(Text extract):
# # #
YEVA VISION

YEVA VISION
File No. PR-2017-028

Decision made
Wednesday, October 18, 2017

Decision and reasons issued
Friday, October 20, 2017

Reasons issued
Tuesday, October 31, 2017

TABLE DES MATIÈRES

 

IN THE MATTER OF a complaint filed pursuant to subsection 30.11(1) of the Canadian International Trade Tribunal Act, R.S.C., 1985, c. 47 (4th Supp.).

BY

YEVA VISION

AGAINST

THE DEPARTMENT OF PUBLIC WORKS AND GOVERNMENT SERVICES

DECISION

Pursuant to subsection 30.13(1) of the Canadian International Trade Tribunal Act, the Canadian International Trade Tribunal has decided not to conduct an inquiry into the complaint.

Daniel Petit
Daniel Petit
Presiding Member

The statement of reasons will be issued at a later date.

 

STATEMENT OF REASONS

  1. Subsection 30.11(1) of the Canadian International Trade Tribunal Act[1] provides that, subject to the Canadian International Trade Tribunal Procurement Inquiry Regulations,[2] a potential supplier may file a complaint with the Canadian International Trade Tribunal (the Tribunal) concerning any aspect of the procurement process that relates to a designated contract and request the Tribunal to conduct an inquiry into the complaint. Subsection 30.13(1) of the CITT Act provides that, subject to the Regulations, after the Tribunal determines that a complaint complies with subsection 30.11(2) of the CITT Act, it shall decide whether to conduct an inquiry into the complaint.
# # #
(Data listing):
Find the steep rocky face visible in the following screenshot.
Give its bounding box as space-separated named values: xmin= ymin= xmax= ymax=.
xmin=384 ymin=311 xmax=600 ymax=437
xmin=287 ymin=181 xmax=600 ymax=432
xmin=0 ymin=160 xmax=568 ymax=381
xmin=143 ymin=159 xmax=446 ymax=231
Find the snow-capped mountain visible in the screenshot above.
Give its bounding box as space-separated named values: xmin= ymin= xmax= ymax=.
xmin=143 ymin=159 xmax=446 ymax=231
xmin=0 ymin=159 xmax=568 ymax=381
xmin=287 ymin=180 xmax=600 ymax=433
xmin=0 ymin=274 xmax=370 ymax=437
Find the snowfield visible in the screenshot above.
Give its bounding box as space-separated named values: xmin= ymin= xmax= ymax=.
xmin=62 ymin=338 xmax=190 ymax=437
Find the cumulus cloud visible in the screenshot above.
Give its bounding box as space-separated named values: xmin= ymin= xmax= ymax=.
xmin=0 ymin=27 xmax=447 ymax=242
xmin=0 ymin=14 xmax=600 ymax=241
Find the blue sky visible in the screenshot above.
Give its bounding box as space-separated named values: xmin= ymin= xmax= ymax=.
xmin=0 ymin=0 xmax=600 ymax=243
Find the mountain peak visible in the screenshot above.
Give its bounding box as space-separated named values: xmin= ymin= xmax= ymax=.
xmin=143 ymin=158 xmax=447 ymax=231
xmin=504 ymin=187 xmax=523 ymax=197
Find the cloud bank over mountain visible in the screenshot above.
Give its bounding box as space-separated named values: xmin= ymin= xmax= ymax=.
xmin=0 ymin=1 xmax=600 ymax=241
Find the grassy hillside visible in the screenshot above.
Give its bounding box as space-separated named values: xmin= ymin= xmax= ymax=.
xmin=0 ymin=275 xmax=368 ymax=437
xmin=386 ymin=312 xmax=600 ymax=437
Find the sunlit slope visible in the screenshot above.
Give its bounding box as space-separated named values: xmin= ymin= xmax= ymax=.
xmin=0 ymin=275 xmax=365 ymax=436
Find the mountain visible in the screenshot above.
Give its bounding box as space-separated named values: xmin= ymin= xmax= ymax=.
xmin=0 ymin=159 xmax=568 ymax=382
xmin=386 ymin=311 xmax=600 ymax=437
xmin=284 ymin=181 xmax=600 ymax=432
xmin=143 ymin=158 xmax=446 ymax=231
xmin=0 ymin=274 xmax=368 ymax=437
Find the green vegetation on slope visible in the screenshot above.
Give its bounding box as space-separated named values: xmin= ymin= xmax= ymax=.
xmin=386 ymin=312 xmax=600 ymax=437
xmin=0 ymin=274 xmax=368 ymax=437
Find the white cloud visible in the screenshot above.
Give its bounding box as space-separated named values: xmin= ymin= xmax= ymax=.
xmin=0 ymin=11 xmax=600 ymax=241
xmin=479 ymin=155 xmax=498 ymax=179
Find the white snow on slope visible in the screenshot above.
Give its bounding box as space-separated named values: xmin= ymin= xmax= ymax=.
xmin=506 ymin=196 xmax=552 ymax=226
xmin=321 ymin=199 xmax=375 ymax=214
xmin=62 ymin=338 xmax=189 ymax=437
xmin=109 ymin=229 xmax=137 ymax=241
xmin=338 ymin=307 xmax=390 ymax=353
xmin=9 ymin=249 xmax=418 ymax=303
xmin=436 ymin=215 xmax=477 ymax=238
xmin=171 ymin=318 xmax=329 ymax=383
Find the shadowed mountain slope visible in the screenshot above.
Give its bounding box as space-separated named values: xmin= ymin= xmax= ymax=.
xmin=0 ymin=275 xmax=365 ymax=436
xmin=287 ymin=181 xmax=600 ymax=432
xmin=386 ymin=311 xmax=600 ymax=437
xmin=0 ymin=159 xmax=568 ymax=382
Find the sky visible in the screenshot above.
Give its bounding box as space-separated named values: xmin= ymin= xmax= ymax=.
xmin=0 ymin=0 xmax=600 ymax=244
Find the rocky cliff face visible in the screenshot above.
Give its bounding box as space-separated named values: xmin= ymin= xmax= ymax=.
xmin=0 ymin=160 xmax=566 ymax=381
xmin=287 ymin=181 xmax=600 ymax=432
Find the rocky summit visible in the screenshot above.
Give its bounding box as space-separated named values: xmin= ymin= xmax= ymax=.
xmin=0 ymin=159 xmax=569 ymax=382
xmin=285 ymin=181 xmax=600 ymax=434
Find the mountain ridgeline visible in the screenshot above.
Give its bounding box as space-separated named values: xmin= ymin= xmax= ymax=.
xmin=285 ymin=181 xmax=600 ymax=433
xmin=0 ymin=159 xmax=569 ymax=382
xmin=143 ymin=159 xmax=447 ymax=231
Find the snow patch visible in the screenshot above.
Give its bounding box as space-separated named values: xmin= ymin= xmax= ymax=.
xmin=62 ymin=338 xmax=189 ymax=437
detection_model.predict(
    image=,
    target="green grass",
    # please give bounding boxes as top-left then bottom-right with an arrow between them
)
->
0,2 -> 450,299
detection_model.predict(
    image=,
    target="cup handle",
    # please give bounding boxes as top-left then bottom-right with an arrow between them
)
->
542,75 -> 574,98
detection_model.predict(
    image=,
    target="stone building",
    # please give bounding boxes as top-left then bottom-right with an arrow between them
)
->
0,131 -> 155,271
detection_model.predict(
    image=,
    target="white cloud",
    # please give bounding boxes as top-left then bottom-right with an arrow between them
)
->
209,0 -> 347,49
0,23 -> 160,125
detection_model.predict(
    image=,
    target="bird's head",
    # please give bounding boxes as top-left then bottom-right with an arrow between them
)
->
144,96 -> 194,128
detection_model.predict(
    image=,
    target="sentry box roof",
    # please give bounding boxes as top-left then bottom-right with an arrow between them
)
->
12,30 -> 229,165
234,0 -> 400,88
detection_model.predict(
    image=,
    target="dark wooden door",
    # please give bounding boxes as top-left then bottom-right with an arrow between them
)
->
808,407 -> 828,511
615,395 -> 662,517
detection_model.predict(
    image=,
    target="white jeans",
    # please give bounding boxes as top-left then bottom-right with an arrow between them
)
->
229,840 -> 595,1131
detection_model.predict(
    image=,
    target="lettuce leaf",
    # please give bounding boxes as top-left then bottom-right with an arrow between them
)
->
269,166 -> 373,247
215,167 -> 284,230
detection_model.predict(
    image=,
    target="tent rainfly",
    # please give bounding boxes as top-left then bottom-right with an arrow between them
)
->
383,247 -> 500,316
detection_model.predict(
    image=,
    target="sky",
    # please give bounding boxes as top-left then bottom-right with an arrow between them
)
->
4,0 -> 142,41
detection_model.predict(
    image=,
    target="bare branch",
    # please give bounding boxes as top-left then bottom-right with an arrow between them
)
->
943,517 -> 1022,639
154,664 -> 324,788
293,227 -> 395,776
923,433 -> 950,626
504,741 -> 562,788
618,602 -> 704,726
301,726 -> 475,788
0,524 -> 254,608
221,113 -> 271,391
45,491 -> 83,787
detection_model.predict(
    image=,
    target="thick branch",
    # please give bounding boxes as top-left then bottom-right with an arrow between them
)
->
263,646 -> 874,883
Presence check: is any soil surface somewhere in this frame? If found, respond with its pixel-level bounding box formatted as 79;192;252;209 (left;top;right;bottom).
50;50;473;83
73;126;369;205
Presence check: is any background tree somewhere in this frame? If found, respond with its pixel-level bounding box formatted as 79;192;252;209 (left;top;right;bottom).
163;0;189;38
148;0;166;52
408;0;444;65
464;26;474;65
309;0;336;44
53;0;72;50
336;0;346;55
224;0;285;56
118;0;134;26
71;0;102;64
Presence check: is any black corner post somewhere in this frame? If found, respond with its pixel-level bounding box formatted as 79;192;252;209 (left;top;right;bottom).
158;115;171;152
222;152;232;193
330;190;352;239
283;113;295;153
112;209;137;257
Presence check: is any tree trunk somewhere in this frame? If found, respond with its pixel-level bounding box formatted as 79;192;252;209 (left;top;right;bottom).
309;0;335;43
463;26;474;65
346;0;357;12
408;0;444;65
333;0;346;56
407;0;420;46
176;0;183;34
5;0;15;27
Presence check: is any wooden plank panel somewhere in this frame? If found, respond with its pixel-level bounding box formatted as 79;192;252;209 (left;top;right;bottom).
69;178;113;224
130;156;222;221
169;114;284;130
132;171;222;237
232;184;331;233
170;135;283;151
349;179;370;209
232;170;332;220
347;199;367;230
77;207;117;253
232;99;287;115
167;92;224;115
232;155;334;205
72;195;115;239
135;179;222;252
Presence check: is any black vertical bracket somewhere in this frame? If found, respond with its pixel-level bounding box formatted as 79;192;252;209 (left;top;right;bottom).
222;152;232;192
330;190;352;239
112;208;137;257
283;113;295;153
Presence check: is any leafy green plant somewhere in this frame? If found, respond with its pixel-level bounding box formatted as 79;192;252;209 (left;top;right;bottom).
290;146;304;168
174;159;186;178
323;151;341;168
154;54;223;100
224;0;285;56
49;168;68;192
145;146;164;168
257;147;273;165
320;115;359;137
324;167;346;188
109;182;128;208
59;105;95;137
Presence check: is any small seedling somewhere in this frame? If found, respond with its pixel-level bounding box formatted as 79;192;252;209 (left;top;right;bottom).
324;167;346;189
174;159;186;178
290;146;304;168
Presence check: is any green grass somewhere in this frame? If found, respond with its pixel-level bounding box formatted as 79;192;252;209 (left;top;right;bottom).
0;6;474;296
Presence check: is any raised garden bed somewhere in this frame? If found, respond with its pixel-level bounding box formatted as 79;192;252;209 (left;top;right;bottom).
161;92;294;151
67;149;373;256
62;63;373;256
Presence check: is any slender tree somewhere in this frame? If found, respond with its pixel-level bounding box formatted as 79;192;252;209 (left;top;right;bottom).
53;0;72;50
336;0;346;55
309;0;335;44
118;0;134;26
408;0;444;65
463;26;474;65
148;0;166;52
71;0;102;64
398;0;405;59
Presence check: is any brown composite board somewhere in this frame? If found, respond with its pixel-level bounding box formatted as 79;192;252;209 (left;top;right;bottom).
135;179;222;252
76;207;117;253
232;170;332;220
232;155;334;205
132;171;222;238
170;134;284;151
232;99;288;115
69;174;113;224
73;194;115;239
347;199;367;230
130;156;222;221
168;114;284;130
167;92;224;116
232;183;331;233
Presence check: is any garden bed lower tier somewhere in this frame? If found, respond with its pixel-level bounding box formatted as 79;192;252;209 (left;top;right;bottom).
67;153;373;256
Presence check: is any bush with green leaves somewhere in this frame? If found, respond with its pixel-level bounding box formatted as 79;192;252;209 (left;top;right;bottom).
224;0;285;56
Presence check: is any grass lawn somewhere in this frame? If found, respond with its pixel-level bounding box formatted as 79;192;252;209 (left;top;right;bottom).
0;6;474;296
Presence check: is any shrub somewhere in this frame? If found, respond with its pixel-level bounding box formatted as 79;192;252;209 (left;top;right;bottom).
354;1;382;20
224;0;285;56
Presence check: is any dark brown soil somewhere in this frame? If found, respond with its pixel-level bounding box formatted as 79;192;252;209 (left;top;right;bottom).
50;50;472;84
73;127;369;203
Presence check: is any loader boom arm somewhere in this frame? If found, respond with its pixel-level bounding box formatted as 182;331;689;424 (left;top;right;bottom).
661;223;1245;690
# # #
(Set of tasks):
a) Answer each question from the Yeva Vision tribunal decision above, one answer per line:
(i) On what date were the reasons issued?
(ii) Who signed the decision as Presiding Member?
(iii) Against which department was the complaint filed?
b) Resume the Yeva Vision tribunal decision from the point where it stops, and carry its statement of reasons forward.

(Results):
a)
(i) Tuesday, October 31, 2017
(ii) Daniel Petit
(iii) The Department of Public Works and Government Services

b)
  2. On October 12, 2017,[3] Yeva Vision filed this complaint with regard to a request for standing offers (RFSO) (solicitation No. W8484-15P2PE/C) issued by the Department of Public Works and Government Services (PWGSC)[4] on behalf of the Department of National Defence (DND) for the provision of ballistic eyewear.
  3. Yeva Vision claims that PWGSC evaluated its financial bid improperly. Yeva Vision also questions the usefulness of issuing the RFSO and cancelling a previous request for standing offers (solicitation No. W8484-15P2PE/B; hereafter the “previous RFSO”) that the RFSO in this case replaced. As a remedy, Yeva Vision requested that the proposals be re-evaluated, that the RFSO be cancelled and that a new, clearer request for standing offers be issued.
  4. Having reviewed the complaint, the Tribunal decided not to conduct an inquiry into it for the following reasons.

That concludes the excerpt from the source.